=== Do this ===
Write out every line of the records below with no changes.

Items stored from a collection:
•••••
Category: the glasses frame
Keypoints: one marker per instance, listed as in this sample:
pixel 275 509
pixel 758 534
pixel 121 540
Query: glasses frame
•••••
=== Response to the exercise ===
Category: the glasses frame
Keypoints: one marker per instance, listed as in this sample:
pixel 275 509
pixel 758 534
pixel 121 540
Query: glasses frame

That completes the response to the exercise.